■ Texto fornecido ■
================

Órfãos do Eldorado: Milton Hatoum na telona

Ter, 17/11/2015 - 22:14
Publicado em:
A obra de Guimarães Rosa é a porta de entrada para muitos de seus leitores ao Brasil profundo, marcado pela roça e sertão. Já a literatura de Milton Hatoum apresenta a porta de entrada para as profundezas do Brasil amazônico, que é sintetizado no primeiro plano do filme “Órfãos do Eldorado”, dirigido por Guilherme Coelho e inspirado no terceiro romance da carreira do escritor manauara.

Essa imagem que abre o filme é um plano geral do Rio Negro, que nesse primeiro momento possui uma intensa movimentação em suas águas, proveniente do pulsar da vida de bichos e homens, que muitas vezes na literatura de Hatoum são a mesma coisa, pois todos se servem dos elementos mais brutos da terra, como frutas, vegetais, peixes e madeira, para seguirem suas vidas. Nesse contexto, quando aparece o desejo sexual na família, eles geralmente se concretizam com uma entrega violenta, até mesmo selvagem. É assim quando Arminto Cordovil (Daniel de Oliveira) retorna a casa de seu pai no início do filme e já se atraca com Florita (Dira Paes). Toda essa sequência é filmada a partir de um plano conjunto que enquadra apenas os dois rostos em perfil e percebemos o sexo pela respiração e movimento animalescos desses corpos, que revelam a explosão de um desejo reprimido há muito tempo.

================

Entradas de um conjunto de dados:
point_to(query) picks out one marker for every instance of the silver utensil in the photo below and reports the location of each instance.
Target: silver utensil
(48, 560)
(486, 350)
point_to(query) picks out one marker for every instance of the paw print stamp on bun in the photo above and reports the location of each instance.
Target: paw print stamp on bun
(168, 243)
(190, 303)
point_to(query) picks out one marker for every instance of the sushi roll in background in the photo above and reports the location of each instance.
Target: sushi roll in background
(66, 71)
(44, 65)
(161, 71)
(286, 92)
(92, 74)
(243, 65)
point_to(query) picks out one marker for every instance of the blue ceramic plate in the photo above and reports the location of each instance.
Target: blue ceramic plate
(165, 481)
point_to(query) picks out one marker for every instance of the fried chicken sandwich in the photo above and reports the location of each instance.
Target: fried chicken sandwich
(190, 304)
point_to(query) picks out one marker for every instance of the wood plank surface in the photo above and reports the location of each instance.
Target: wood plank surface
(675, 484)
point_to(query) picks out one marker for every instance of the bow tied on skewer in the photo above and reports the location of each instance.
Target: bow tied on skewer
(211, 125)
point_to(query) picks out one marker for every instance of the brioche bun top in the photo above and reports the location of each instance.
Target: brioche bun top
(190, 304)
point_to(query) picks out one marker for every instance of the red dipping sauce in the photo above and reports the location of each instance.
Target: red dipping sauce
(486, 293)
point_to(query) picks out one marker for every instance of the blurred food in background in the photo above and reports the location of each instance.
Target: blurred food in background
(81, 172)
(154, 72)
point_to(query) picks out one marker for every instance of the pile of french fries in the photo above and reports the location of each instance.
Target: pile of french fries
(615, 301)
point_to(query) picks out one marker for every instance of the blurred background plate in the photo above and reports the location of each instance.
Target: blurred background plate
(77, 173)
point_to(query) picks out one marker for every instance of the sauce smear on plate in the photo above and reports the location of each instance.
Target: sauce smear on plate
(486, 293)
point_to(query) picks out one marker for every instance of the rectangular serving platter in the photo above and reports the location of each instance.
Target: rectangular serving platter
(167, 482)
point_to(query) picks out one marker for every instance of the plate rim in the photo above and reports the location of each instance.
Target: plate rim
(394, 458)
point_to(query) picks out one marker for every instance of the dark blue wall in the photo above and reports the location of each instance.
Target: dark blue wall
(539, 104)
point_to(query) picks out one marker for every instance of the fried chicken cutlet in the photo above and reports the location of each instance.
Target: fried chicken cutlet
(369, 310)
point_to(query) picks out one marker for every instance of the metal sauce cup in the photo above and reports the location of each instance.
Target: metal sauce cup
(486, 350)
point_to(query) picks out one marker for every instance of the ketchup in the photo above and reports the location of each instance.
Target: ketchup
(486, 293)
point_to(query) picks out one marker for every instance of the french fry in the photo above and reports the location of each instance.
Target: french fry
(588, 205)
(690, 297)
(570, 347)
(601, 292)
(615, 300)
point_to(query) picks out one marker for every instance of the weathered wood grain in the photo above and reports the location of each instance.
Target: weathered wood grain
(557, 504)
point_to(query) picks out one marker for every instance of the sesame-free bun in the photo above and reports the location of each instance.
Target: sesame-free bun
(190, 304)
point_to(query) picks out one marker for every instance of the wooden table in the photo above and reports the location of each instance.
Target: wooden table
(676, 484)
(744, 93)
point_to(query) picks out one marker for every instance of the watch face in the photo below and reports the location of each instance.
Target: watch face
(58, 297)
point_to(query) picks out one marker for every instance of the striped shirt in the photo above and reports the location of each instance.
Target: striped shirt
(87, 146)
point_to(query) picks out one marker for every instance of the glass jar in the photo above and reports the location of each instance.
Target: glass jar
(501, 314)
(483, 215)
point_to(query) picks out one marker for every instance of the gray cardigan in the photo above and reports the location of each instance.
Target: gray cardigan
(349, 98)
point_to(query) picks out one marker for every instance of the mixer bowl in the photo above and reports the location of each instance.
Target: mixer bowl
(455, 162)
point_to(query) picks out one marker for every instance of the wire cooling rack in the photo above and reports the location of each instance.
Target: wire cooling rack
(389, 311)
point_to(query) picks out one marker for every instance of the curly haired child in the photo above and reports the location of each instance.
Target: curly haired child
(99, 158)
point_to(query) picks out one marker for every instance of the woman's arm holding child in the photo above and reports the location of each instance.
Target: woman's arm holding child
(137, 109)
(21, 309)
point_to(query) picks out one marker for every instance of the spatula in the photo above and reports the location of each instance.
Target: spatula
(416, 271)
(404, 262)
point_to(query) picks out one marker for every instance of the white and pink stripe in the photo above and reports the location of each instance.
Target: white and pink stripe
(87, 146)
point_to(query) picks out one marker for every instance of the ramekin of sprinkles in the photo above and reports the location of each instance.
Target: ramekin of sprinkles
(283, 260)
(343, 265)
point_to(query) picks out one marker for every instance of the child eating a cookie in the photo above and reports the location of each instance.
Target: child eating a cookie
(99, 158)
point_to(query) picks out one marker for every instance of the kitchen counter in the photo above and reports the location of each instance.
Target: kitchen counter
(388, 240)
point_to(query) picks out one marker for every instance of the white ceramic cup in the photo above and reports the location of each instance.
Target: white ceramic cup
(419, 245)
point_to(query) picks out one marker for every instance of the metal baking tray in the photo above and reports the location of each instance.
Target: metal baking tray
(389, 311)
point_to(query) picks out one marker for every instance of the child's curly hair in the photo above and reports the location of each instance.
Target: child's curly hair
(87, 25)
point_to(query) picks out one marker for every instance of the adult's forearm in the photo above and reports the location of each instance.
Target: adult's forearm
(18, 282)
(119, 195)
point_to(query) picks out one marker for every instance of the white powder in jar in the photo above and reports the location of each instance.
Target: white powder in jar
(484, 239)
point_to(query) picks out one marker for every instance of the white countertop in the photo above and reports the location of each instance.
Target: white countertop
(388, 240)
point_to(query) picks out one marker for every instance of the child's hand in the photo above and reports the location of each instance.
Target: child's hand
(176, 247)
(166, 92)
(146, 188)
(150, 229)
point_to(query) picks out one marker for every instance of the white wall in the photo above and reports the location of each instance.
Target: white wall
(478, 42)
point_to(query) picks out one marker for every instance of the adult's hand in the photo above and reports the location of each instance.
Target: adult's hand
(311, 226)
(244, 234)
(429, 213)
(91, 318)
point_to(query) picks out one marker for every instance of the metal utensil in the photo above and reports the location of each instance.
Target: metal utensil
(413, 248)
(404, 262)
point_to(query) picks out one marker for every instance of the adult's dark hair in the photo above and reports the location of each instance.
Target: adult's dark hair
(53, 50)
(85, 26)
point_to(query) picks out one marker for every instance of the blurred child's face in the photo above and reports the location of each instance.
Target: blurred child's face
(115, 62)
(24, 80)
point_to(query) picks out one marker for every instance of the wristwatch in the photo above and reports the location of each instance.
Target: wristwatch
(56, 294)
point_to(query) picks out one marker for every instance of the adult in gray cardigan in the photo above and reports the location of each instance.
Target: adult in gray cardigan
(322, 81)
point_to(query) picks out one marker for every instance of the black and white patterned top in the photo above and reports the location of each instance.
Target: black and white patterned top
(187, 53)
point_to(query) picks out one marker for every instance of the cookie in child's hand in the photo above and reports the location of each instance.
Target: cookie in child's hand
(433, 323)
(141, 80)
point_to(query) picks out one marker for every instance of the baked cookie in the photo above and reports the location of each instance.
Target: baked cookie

================

■ Tarefas ■
#1 Selecione nas entradas todas as linhas que contêm a palavra "kitchen", diferenciando maiúsculas de minúsculas.
#2 Continue o texto sobre o filme "Órfãos do Eldorado" a partir da última frase apresentada.
O texto e as entradas são materiais independentes entre si.

■ Respostas escritas ■
#1
point_to(query) picks out one marker for every instance of the kitchen counter in the photo above and reports the location of each instance.
Target: kitchen counter

#2
Essa sequência do primeiro encontro amoroso entre Arminto e Florita acontece após um flashback que nos revelam o passado de Arminto, desde sua relação frágil e conflituosa com seu pai Armando Cordovil devido a disputa pelos afetos e atenção, e de Florita, cuja graça e corpo, em meio a cuidados maternos, sempre chamaram a atenção do menino nos embalos da rede durante as tardes quentes e úmidas do clima amazônico. Também nos é apresentado uma obsessão que vai acompanhar Arminto durante todo o filme, a visão de uma índia nua que entra no Rio Negro andando como se estivesse hipnotizada para desaparecer nas suas profundezas. A maior parte dessa sequência é filmada com lentes teleobjetivas, que contam com ampla área de desfoque e um desenho de som composto por vozes de sua memória e finalizada a partir de um plano fechado no rosto de Arminto quando criança, envolto por um véu, que nos passa um tom fúnebre, lembrando um morto num velório, como se o menino tivesse enterrado no adulto Arminto para sempre. 

Após esse brusco encontro com Florita na sua antiga casa, Arminto vai fazer um passeio pela cidade, provavelmente pelos lugares que deixou para trás na infância e juventude. Assim, passa pela margem do Rio, pelo mercado de peixes e para num bar, onde após alguns goles de cerveja avista seu pai. Primeiro, o chama pelo nome e depois de “pai”, que visivelmente abalado pela inesperada presença do filho, tem um mal súbito, cai e morre.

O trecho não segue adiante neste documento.